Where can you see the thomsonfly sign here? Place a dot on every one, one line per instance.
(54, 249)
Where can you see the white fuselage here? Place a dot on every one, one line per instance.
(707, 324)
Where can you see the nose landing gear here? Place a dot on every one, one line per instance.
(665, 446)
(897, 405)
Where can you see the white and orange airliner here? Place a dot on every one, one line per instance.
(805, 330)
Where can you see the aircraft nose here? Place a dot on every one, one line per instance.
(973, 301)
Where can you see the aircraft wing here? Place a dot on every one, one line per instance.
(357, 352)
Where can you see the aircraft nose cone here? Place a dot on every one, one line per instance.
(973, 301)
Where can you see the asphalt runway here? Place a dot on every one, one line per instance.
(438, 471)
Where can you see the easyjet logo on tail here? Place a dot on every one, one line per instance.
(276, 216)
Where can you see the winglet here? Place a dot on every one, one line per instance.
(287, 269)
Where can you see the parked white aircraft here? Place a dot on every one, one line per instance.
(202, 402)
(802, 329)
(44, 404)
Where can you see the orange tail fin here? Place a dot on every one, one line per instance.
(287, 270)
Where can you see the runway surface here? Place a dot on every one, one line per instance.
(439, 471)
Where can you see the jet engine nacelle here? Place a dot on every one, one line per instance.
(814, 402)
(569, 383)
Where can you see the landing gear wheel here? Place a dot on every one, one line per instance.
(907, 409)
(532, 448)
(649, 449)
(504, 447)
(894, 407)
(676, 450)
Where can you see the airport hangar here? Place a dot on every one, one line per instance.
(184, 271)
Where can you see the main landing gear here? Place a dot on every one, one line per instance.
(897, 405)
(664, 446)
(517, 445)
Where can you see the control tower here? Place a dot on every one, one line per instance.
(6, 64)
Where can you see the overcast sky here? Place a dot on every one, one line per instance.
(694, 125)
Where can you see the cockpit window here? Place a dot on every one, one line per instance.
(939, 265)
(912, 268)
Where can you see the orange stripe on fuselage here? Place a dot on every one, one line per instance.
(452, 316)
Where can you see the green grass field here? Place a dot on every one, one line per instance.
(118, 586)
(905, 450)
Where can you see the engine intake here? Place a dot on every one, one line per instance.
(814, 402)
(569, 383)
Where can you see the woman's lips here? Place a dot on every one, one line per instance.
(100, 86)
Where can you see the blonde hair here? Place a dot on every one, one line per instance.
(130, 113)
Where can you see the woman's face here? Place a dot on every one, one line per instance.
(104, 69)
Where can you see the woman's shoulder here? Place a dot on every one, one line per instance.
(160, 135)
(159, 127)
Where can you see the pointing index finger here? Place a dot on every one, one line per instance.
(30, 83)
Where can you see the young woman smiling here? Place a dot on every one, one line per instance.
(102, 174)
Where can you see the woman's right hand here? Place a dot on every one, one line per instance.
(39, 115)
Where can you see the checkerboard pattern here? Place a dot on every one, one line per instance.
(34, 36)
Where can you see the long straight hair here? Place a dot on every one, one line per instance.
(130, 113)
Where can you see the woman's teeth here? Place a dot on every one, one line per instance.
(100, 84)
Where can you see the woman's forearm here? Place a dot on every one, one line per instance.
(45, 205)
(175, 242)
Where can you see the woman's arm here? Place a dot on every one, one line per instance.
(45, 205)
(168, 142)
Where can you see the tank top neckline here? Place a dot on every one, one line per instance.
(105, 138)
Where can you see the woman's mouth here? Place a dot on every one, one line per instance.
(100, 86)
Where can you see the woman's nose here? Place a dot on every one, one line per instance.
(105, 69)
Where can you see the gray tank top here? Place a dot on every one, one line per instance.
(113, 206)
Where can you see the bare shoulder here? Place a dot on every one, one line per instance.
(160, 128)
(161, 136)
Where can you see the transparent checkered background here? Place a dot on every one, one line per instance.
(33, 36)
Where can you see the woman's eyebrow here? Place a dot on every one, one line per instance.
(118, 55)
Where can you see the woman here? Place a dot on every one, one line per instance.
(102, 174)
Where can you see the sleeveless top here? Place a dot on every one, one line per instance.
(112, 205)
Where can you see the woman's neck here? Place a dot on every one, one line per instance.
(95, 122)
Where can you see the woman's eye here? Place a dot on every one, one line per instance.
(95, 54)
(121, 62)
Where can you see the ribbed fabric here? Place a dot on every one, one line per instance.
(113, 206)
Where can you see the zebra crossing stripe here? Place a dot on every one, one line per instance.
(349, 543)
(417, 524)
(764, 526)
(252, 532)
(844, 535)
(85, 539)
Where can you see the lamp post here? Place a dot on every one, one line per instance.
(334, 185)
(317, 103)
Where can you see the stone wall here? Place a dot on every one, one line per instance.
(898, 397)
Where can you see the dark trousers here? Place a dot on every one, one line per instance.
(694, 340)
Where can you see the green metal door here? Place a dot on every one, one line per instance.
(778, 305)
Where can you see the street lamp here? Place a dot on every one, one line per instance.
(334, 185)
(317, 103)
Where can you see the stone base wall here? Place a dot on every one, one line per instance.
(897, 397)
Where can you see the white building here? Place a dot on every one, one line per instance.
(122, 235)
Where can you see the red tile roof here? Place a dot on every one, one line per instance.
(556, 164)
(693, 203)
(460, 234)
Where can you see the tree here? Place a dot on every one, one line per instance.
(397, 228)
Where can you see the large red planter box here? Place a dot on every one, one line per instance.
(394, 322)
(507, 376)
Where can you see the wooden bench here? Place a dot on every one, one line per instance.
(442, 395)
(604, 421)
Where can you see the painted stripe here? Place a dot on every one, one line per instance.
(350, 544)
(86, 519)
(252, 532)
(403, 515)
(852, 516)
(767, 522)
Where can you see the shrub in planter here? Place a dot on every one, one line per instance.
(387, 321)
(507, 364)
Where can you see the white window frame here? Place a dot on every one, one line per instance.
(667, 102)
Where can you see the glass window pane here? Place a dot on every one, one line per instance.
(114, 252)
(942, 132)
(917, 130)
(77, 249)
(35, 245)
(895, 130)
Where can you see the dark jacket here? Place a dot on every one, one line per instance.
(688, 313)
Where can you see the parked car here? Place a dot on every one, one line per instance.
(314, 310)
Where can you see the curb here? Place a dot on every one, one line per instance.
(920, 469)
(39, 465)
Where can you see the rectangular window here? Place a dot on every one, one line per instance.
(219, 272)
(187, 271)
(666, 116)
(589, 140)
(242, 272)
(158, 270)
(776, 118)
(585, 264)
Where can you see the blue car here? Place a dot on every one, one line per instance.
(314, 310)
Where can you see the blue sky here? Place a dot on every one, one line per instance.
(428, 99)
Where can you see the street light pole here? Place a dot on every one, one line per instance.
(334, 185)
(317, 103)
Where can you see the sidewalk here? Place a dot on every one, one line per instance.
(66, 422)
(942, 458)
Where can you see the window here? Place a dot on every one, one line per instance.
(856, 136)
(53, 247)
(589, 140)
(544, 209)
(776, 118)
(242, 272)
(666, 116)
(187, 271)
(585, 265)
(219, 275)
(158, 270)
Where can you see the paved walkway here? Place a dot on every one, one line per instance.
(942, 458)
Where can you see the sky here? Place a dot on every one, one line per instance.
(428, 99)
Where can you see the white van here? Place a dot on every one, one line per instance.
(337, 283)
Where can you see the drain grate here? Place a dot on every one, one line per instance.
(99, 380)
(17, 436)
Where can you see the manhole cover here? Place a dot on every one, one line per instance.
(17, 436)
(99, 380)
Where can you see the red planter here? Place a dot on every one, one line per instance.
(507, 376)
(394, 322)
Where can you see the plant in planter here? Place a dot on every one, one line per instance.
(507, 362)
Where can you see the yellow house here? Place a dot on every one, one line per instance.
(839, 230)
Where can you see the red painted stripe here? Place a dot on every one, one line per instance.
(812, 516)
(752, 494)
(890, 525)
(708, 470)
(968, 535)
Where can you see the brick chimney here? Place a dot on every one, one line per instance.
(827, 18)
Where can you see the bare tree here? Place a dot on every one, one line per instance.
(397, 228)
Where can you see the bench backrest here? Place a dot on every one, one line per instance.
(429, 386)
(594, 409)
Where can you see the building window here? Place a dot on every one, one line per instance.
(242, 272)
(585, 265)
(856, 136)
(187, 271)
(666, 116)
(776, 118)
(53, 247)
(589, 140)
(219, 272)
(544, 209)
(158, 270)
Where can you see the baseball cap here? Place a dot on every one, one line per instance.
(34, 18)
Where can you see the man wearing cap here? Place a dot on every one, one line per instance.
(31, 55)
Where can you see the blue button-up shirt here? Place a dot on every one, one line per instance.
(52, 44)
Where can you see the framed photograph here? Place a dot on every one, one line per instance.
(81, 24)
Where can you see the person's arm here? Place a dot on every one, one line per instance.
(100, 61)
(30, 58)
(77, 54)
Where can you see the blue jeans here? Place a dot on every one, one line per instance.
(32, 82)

§ §

▸ **EXERCISE BRIEF**:
Return, unchanged, each line from the line containing "Where can you see the baseball" through the last line of the material.

▸ **PROBLEM SOLUTION**:
Where can you see the baseball cap here? Place a dot on every one, one line per instance.
(34, 18)
Where can you see the man wearing cap here? Place a dot on every one, one line per instance.
(31, 55)
Where can you see the blue button-up shirt here? Place a dot on every one, one line per instance.
(52, 44)
Where can you see the framed photograph here? Place a dot on every one, one line per instance.
(81, 24)
Where can you see the person's arm here? Place a dot on every one, one line per instance.
(100, 61)
(30, 58)
(77, 54)
Where can you see the blue jeans here? Place a dot on every one, one line per instance.
(32, 82)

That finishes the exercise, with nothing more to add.